TASK REQUIREMENTS: Would you copy only the lines below, beginning with the one that contains "Can you spot the suit lapel" and running through the last entry line?
::::
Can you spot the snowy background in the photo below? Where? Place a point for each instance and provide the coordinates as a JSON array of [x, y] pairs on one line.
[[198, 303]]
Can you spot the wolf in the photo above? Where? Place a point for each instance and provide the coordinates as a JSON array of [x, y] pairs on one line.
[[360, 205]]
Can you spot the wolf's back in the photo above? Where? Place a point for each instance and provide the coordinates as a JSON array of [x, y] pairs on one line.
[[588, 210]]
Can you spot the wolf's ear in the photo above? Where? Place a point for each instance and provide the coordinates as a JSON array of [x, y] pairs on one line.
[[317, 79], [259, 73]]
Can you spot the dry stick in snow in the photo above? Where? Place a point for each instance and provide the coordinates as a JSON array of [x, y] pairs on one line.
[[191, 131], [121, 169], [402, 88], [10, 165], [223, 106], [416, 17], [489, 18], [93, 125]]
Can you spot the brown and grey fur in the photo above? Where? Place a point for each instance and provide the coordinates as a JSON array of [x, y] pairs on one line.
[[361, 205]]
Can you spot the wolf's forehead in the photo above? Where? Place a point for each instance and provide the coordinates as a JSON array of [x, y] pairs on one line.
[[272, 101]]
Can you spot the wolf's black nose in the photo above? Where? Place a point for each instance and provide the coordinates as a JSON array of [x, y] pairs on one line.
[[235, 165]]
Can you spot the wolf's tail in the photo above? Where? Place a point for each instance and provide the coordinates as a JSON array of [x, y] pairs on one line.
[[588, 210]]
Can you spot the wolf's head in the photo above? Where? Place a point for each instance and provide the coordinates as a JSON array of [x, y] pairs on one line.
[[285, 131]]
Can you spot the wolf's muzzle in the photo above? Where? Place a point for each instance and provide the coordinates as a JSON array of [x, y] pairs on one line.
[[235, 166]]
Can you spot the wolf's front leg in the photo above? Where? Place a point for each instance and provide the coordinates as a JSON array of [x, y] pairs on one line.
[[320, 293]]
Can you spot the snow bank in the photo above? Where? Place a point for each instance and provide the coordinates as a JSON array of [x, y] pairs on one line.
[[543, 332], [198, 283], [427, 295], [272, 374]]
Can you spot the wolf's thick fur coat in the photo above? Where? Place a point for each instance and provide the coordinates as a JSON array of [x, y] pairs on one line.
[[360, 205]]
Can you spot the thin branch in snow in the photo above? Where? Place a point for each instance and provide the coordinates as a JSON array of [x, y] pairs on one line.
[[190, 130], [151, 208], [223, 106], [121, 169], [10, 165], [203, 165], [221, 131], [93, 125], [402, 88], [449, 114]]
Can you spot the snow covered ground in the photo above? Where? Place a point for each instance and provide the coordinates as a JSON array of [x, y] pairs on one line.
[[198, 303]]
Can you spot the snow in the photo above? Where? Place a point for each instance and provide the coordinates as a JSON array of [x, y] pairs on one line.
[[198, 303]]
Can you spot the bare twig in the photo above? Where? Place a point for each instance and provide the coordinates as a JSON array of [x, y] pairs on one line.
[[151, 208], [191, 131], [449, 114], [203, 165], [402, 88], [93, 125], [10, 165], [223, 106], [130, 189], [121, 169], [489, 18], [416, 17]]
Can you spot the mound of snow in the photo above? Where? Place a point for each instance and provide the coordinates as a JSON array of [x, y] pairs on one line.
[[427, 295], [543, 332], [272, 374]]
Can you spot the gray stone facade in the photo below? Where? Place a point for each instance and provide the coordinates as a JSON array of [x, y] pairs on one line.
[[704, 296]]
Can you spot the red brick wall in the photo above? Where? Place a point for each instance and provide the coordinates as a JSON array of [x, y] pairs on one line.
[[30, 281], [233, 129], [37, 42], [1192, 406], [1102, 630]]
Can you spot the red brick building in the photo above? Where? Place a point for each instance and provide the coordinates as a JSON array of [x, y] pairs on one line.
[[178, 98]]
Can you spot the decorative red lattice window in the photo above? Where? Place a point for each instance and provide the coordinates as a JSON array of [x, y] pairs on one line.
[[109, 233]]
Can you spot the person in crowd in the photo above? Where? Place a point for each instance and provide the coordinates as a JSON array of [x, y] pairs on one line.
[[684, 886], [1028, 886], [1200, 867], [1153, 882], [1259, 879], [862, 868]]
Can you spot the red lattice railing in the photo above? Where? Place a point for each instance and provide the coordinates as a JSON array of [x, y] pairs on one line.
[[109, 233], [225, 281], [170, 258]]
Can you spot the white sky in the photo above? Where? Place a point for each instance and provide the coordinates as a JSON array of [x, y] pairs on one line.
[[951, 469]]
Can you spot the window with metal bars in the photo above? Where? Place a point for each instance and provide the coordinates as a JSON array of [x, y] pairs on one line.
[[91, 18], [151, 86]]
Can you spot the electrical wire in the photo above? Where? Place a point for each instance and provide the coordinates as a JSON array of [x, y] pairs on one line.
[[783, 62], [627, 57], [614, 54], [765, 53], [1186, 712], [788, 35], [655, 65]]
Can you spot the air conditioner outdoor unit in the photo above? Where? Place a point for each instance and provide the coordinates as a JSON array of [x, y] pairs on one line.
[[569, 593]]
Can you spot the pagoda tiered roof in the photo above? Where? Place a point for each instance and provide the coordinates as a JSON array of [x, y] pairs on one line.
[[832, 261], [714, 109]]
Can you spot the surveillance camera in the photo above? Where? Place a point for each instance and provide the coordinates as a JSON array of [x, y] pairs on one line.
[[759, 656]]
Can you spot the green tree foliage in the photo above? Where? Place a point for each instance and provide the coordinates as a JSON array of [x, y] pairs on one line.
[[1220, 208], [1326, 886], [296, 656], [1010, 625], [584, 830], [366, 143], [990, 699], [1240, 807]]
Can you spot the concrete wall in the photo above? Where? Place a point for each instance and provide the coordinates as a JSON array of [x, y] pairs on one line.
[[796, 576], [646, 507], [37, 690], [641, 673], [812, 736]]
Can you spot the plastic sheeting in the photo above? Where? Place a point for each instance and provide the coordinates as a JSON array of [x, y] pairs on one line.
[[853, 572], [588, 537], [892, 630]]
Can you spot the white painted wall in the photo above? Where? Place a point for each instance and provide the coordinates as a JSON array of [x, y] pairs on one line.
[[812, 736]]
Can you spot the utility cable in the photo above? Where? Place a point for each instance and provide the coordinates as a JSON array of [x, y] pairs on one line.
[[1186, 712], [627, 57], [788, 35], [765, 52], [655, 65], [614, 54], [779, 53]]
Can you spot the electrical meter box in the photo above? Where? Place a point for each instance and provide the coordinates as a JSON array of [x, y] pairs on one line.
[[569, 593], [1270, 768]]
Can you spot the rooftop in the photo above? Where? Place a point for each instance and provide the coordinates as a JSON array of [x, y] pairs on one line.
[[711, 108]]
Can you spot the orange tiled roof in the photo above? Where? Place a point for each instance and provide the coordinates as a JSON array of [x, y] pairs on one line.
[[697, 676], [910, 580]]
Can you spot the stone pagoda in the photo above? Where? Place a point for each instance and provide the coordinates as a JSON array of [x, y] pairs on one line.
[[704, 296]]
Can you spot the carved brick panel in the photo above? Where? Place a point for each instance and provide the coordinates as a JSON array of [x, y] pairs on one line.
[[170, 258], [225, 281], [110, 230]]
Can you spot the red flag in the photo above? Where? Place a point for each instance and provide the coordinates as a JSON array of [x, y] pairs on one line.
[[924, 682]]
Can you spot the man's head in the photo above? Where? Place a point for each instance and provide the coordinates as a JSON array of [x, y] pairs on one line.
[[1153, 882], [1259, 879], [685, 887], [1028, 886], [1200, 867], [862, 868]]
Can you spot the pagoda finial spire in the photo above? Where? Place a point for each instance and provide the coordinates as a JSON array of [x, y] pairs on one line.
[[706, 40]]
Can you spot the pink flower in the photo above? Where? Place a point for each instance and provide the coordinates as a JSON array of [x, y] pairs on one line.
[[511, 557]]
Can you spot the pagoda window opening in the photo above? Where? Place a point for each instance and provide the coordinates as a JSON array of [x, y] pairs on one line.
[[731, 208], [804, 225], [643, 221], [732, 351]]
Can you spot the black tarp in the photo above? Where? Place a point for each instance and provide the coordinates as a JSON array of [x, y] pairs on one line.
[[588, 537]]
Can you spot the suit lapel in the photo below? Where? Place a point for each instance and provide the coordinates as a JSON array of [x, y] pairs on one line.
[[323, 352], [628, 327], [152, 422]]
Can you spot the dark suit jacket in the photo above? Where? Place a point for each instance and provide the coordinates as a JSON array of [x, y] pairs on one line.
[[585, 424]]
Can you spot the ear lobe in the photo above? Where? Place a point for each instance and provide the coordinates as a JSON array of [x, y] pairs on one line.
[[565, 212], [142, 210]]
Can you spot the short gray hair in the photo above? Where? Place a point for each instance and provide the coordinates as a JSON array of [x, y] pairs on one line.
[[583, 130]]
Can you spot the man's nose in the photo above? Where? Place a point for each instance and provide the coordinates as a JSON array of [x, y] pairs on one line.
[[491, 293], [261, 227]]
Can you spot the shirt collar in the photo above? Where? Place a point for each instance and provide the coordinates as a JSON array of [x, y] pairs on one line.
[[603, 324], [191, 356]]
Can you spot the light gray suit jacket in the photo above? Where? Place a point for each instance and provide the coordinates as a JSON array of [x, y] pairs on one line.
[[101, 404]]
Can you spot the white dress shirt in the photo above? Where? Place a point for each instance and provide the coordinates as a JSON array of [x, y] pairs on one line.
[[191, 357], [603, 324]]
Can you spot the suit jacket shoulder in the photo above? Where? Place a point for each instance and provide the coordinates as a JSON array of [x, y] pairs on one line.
::::
RESULT OF THIS EXERCISE:
Can you spot the suit lapel in the photo below? Where? Place a point for each instance and provide the coordinates as a JSON array of [x, y] pairs on one line.
[[323, 352], [628, 327], [152, 422]]
Can you spot the dark suit jacket in the photo above? Where? Place a point for each instance and provide the coordinates as a JSON array of [x, y] pairs on one line.
[[585, 424]]
Can you spot the ear lobe in the photo above? Where? Place a point for each instance and provide the coordinates as a JSON array of [x, y] pairs on one line.
[[565, 212], [142, 210]]
Can you spot the short gray hair in the photo above? Where? Place a point for each instance and provide the coordinates as a JSON array of [x, y] pairs on one line.
[[583, 130]]
Can you spot the man's nose in the photo above? Where? Place a point for each instance and provide the coordinates as a JSON array of [x, y] pairs on one line.
[[491, 293], [261, 227]]
Can you spot the shirt collar in the photo above? Where? Place a point for each instance and provide the coordinates as a JSON array of [x, y] pairs on one line.
[[603, 324], [191, 356]]
Can you spot the light gray suit jacket in the photo above? Where? Place a point for each instance and provide the coordinates as a JSON array of [x, y] pairs on one line.
[[101, 404]]
Can you spot the white dress shirt in the photo above? Where? Place a point for each instance and provide the coordinates as a JSON array of [x, y] pairs on one line.
[[191, 357], [603, 324]]
Can you spot the suit jacket shoulder in the photo above? Where? Place a point for each instance and provide the coordinates as a JSON array of [x, y] pairs on one line.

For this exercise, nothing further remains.